:: TEXTO MOSTRADO ::

El ahorcamiento de Julius Streicher tomó un giro tragicómico inesperado.
Streicher era un hombrecillo de baja estatura, dato que no tuvo en cuenta el encargado de calcular la longitud de la soga. Por esta razón, al abrirse la trampilla bajo sus pies, el condenado, en lugar de partirse el cuello, se quedó colgado pataleando, para horror del médico que iba con su fonendoscopio a comprobar su fallecimiento.
Al verdugo, que era un hombre resolutivo, no se le ocurrió mejor solución para acabar con la escena que colgarse de las piernas de Streicher, lo cual resultó tan grotesco como efectivo a la hora de acabar con el sufrimiento del reo.
Julius Streicher fue el editor del semanario alemán Der Stürmer, una publicación nazi de gran tirada desde la que se dedicaba a difundir bulos antisemitas. La revista era un lodazal de propaganda basada en mentiras, exageraciones e informaciones manipuladas para promover un estado de opinión hostil hacia la comunidad judía en la sociedad alemana.

:::
:: FILAS MOSTRADAS ::

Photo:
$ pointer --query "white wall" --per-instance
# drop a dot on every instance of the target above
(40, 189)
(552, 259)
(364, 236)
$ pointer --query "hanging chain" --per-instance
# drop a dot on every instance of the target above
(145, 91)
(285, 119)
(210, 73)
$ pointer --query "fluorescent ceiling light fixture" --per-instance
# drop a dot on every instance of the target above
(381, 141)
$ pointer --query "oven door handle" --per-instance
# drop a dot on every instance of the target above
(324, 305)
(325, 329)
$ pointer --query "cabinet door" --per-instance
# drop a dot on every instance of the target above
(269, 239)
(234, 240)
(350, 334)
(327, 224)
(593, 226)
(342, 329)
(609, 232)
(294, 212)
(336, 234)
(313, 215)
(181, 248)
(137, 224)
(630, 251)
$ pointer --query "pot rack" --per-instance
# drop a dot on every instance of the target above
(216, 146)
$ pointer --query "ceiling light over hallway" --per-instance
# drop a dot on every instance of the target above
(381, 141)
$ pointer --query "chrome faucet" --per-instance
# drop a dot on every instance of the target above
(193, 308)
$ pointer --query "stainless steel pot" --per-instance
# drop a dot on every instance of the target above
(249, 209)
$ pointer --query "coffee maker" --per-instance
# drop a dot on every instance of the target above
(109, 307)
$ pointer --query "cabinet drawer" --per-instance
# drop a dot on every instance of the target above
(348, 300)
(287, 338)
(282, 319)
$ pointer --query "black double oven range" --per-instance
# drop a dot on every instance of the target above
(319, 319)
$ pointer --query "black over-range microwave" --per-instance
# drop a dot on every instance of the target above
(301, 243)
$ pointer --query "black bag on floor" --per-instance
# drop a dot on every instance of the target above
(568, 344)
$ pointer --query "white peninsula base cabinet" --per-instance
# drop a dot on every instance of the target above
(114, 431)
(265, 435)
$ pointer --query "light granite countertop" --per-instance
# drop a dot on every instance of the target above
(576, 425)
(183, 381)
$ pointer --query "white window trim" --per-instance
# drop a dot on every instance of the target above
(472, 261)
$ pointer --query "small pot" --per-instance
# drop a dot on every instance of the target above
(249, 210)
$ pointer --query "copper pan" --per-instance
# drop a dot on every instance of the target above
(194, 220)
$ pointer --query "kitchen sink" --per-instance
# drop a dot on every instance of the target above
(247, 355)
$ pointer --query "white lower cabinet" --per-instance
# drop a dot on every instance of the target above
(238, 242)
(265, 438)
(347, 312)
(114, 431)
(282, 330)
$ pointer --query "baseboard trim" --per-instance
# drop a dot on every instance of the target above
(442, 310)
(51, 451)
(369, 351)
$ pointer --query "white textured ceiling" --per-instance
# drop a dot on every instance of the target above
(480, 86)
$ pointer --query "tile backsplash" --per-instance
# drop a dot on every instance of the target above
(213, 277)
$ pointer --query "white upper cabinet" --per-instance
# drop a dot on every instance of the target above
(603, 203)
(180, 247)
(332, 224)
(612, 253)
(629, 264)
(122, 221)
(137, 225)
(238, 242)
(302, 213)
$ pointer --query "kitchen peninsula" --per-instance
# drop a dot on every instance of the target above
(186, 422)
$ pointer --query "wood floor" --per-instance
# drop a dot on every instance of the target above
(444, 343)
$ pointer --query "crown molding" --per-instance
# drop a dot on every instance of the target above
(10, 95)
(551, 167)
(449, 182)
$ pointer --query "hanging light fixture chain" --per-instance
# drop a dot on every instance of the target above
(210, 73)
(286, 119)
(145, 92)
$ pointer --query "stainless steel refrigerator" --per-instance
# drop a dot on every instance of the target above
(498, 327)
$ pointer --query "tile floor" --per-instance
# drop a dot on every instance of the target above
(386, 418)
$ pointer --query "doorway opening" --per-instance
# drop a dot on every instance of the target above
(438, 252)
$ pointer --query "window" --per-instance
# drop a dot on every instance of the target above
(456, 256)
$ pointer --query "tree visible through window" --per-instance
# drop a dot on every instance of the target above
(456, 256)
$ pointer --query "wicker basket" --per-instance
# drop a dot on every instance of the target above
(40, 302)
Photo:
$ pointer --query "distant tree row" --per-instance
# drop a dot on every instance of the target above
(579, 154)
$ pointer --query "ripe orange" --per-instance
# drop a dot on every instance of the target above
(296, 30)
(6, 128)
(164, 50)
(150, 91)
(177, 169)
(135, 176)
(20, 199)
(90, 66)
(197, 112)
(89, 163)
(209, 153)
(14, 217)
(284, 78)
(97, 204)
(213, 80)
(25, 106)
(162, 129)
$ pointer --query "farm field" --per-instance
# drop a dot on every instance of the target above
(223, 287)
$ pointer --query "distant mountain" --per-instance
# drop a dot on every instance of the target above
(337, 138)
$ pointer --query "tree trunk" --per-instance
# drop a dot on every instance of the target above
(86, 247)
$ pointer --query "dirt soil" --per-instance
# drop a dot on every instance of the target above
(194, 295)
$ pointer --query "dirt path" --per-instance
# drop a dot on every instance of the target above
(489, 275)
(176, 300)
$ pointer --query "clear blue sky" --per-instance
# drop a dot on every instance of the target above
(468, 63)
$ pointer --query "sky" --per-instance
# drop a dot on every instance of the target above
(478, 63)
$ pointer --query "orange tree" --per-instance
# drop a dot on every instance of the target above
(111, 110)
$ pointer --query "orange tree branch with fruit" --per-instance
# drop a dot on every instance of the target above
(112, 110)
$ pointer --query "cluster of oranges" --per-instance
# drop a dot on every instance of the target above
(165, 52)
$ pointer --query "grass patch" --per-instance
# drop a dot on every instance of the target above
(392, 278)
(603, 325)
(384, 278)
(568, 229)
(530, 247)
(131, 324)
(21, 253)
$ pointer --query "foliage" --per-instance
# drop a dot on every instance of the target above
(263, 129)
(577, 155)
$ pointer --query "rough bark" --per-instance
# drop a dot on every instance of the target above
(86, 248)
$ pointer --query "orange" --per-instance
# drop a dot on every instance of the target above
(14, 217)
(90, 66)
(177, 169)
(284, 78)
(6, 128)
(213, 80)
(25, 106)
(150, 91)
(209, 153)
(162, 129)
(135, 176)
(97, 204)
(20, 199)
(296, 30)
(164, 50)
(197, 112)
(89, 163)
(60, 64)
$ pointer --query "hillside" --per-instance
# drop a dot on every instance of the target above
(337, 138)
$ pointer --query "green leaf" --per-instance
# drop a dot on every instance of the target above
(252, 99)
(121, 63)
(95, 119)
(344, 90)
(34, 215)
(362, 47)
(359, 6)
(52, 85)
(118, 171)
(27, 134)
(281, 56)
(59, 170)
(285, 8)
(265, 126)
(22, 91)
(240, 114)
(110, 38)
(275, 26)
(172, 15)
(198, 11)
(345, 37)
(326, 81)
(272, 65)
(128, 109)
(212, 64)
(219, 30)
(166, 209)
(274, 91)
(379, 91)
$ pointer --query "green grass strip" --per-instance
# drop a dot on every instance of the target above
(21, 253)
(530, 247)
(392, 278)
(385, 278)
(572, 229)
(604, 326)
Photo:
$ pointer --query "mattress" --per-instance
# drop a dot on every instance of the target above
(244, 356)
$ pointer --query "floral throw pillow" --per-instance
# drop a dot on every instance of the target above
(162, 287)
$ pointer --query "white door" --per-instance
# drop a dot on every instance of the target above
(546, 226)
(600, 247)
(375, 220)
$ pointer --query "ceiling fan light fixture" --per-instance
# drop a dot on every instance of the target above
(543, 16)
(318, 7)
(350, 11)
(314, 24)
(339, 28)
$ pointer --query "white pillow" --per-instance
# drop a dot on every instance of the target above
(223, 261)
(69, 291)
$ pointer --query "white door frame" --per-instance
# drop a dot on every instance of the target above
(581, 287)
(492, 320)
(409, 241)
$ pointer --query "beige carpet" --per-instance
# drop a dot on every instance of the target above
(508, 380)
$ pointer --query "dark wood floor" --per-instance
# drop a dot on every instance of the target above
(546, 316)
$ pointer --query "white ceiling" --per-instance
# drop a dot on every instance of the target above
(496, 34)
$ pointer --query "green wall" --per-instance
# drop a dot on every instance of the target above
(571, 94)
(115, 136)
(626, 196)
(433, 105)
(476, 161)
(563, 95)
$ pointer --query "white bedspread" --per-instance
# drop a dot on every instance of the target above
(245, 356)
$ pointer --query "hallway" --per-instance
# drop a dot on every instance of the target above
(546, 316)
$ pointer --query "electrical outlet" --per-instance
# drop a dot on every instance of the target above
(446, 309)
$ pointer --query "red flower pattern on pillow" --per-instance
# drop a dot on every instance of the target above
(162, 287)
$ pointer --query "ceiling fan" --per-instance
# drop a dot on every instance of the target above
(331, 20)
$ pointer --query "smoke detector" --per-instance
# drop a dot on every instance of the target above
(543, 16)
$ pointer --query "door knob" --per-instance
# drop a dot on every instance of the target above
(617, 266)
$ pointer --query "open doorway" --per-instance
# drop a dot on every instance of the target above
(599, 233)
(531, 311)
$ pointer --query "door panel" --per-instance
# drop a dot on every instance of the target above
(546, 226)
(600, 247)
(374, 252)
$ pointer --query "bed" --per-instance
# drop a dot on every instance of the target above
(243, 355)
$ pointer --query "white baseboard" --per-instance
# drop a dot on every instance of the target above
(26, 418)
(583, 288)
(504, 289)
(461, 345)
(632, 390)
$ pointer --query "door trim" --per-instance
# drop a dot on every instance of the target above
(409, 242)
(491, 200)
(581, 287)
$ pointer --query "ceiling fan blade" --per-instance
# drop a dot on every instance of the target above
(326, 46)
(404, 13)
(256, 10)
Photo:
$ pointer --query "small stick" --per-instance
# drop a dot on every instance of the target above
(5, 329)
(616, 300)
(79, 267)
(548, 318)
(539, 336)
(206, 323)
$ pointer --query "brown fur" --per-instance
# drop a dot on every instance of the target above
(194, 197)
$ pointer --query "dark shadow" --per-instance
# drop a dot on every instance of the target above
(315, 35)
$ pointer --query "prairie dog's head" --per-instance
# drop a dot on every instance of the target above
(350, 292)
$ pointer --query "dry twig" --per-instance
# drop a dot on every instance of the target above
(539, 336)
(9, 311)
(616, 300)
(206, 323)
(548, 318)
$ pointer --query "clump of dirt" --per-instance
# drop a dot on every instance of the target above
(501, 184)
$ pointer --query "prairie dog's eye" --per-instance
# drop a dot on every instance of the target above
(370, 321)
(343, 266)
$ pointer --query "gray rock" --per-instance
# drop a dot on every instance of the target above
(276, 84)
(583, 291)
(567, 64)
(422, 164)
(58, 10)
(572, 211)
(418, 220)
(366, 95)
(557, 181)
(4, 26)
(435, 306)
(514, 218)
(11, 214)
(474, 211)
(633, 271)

:::

**EJERCICIO 1**
Indica si cada afirmación concuerda con el texto sobre Julius Streicher: (a) Streicher era de baja estatura; (b) al abrirse la trampilla, Streicher se partió el cuello; (c) Der Stürmer era un semanario. Responde sí o no a cada una y cita textualmente las palabras que lo deciden.
**EJERCICIO 2**
Según el texto sobre Julius Streicher, ¿qué hizo el verdugo para acabar con la escena?
**EJERCICIO 3**
Retoma el texto sobre Julius Streicher y continúalo a partir de su última oración.
Las filas no desempeñan ningún papel aquí.

**RESPUESTA ESPERADA 1**
(a) Sí: "Streicher era un hombrecillo de baja estatura".
(b) No: "en lugar de partirse el cuello, se quedó colgado pataleando".
(c) Sí: "el editor del semanario alemán Der Stürmer".

**RESPUESTA ESPERADA 2**
Se colgó de las piernas de Streicher.

**RESPUESTA ESPERADA 3**
La cosa es que el bueno de Julius no participó en la planificación ni en la ejecución del holocausto, ya que en 1940 fue despojado de todos sus cargos en el partido nazi, al verse involucrado en un caso de corrupción, además de por un enfrentamiento que tuvo con Hermann Göring.
Se retiró a una casita de campo y quedó apartado de toda actividad pública hasta el final de la contienda mundial.
A pesar de esto, fue arrestado por los aliados y juzgado como criminal de guerra en los famosos juicios de Nüremberg.
La acusación contra él se basó en el contenido de sus publicaciones, que lo situaban como responsable de generar el clima de odio que contribuyó al genocidio, siendo considerado culpable al mismo nivel que otros jerarcas nazis que sí estuvieron implicados de manera directa y activa en el exterminio de millones de personas, lo que le llevó a ser condenado a morir en la horca.
Hoy, muchos años después del ahorcamiento del hijo de perra de Streicher, asistimos a la degradación absoluta del periodismo, a través de la normalización de la mentira, la difusión de bulos y la generación de climas de odio, como si fuera un género periodístico más.
Vemos cómo los periodistas que son señalados por llevar a cabo esas prácticas, contrarias a toda ética y deontología, chillan como cerdos reivindicando su derecho a la libertad de expresión y se presentan como pobres víctimas de los enemigos de la democracia y las libertades.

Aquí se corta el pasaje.